For every entry below, give an exact repeat and leave out the pictures.
+ + +
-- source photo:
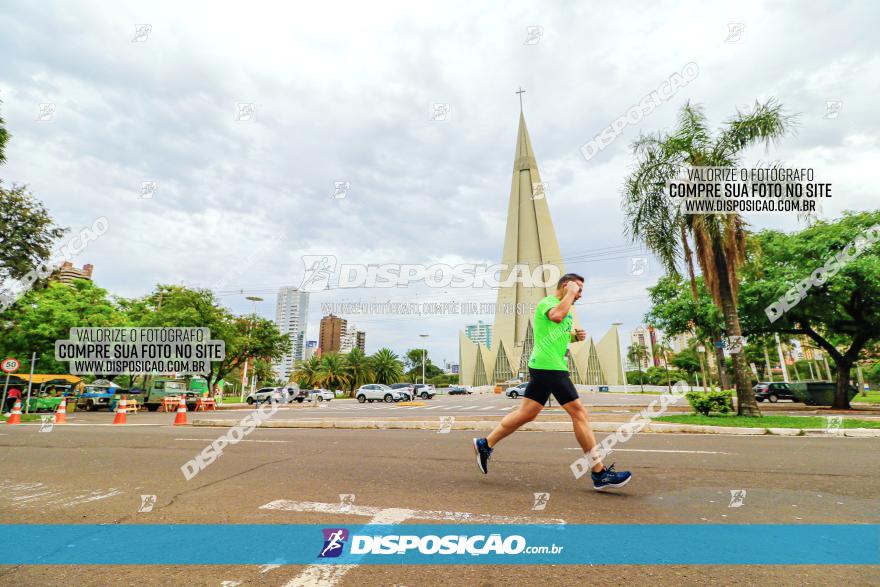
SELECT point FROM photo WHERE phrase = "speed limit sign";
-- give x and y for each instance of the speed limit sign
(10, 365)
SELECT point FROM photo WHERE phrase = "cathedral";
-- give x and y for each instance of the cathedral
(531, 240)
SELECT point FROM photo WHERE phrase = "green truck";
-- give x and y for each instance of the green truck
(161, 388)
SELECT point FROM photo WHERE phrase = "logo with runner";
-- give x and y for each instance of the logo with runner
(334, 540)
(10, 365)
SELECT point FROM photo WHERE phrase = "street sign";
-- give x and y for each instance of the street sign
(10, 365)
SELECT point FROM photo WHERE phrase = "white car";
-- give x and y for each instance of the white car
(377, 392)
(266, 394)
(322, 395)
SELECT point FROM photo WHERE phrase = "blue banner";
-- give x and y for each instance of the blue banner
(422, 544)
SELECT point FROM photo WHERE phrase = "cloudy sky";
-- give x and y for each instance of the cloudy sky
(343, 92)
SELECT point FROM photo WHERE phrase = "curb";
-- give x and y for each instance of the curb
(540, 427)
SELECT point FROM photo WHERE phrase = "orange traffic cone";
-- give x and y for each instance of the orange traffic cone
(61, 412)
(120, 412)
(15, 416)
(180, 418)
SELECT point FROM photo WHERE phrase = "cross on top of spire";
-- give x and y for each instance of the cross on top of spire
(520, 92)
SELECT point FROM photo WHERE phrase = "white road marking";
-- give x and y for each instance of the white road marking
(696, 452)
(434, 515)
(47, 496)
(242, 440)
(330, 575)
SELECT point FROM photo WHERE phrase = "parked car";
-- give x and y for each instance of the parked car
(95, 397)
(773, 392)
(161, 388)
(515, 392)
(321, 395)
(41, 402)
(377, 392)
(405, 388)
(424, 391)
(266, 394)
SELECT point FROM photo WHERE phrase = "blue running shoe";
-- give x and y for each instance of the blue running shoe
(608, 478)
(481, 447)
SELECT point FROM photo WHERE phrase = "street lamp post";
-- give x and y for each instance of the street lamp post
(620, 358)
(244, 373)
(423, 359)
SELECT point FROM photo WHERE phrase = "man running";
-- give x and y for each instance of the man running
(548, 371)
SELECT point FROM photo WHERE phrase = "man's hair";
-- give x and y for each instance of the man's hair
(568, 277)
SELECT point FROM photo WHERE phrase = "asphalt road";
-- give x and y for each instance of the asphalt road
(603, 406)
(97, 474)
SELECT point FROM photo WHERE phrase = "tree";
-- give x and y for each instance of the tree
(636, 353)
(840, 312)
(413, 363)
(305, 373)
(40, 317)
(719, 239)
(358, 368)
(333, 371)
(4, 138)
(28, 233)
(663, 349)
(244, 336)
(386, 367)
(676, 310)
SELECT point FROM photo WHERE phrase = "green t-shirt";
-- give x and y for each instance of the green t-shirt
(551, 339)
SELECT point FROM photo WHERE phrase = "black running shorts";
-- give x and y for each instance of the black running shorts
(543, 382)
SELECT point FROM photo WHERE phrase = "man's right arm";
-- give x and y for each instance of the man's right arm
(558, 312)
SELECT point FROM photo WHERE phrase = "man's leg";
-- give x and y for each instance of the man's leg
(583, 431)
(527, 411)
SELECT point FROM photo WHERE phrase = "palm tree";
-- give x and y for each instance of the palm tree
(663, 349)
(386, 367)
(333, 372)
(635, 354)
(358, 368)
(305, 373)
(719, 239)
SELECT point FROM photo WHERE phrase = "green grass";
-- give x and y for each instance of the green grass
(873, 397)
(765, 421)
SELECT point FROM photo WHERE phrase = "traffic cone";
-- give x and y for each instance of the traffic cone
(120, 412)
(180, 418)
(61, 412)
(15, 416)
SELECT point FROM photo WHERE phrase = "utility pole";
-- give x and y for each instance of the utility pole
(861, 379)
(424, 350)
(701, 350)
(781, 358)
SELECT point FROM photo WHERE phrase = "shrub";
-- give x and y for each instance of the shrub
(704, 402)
+ + +
◆ Reply ◆
-- source photo:
SELECT point FROM photo WHERE phrase = "speed limit sign";
-- give x and y for each instance of the speed limit sign
(10, 365)
SELECT point FROM photo WHERE phrase = "cathedral";
-- give x and y for each instance of the cathedral
(531, 240)
SELECT point FROM photo WHERE phrase = "green truck";
-- give x and y for each instance of the green truck
(161, 388)
SELECT point FROM photo WHERE phrase = "logo with runner";
-- give x and y for each instance of the logo with runner
(334, 540)
(10, 365)
SELECT point FROM photo WHERE phrase = "street sign";
-- give x and y for each instance of the street sign
(10, 365)
SELECT point FROM photo WHERE phrase = "white car";
-- give x and y for each instance of the white car
(377, 392)
(266, 394)
(322, 395)
SELECT point FROM photo WHERE phrase = "blue banner";
-- give x and y for each instance of the blue banner
(422, 544)
SELECT point FROM photo WHERE phrase = "cloudy sky";
-- give x and y for each instance of the cloudy sky
(343, 92)
SELECT point FROM photo WHERE phrase = "curb";
-- give x and y for each instance of the curb
(540, 427)
SELECT point FROM photo WHERE phrase = "orange traffic cone";
-- give x and y for each instance of the orange traffic cone
(61, 412)
(120, 412)
(15, 416)
(180, 418)
SELECT point FROM photo WHERE phrase = "cross on top of spire";
-- give x and y for each instance of the cross on top of spire
(520, 92)
SELECT point FROM photo WHERE phrase = "white road marking";
-- give x and y for each instance of the white road marking
(696, 452)
(434, 515)
(47, 496)
(242, 440)
(330, 575)
SELECT point FROM photo WHERE phrase = "parked car";
-- give x and y for each instance of the parked car
(95, 397)
(773, 392)
(161, 388)
(515, 392)
(321, 395)
(41, 402)
(377, 392)
(405, 388)
(424, 391)
(266, 394)
SELECT point FROM photo WHERE phrase = "blue running shoe";
-- give x and y for each instance of the blue running shoe
(608, 478)
(481, 447)
SELECT point FROM photo WHERE phrase = "street lamp post";
-- give x and y for each instance of the street lamp post
(620, 358)
(244, 373)
(423, 359)
SELECT point FROM photo WHERE phrase = "man running";
-- give x and y for each instance of the man running
(548, 371)
SELECT point FROM photo WHERE phrase = "man's hair";
-- give x and y for each instance of the man's hair
(568, 277)
SELECT point FROM photo WHERE phrase = "asphalt road";
-- give x and y for each instance of the asphalt road
(603, 406)
(97, 474)
SELECT point FROM photo WHERE phrase = "tree";
-- give x and y for each instance of the tree
(636, 353)
(840, 312)
(413, 363)
(305, 373)
(40, 317)
(719, 239)
(358, 368)
(333, 371)
(4, 138)
(28, 233)
(663, 349)
(244, 336)
(386, 367)
(676, 310)
SELECT point FROM photo WHERE phrase = "green t-shirt";
-- give x and y for each instance of the green t-shirt
(551, 339)
SELECT point FROM photo WHERE phrase = "black running shorts";
-- give x and y for each instance of the black running shorts
(543, 382)
SELECT point FROM photo WHERE phrase = "man's right arm";
-- give x and y for each instance of the man's right arm
(558, 312)
SELECT point FROM photo WHERE phrase = "man's leg";
-- give x and y for each instance of the man's leg
(583, 431)
(527, 411)
SELECT point FROM photo WHERE phrase = "palm tree";
-- give x and y for each instance of the palm tree
(663, 349)
(386, 367)
(333, 372)
(635, 354)
(358, 368)
(305, 373)
(719, 239)
SELECT point FROM photo WHERE phrase = "green grass";
-- give x and y for each instance of the green grass
(873, 397)
(765, 421)
SELECT point FROM photo WHERE phrase = "traffic cone";
-- give x and y for each instance of the traffic cone
(120, 412)
(180, 418)
(61, 412)
(15, 416)
SELECT point FROM photo WHERE phrase = "utility pole";
-- give x and y for each instance of the utility pole
(861, 379)
(424, 350)
(701, 350)
(781, 358)
SELECT point FROM photo WHERE phrase = "shrub";
-- give x and y for each instance of the shrub
(704, 402)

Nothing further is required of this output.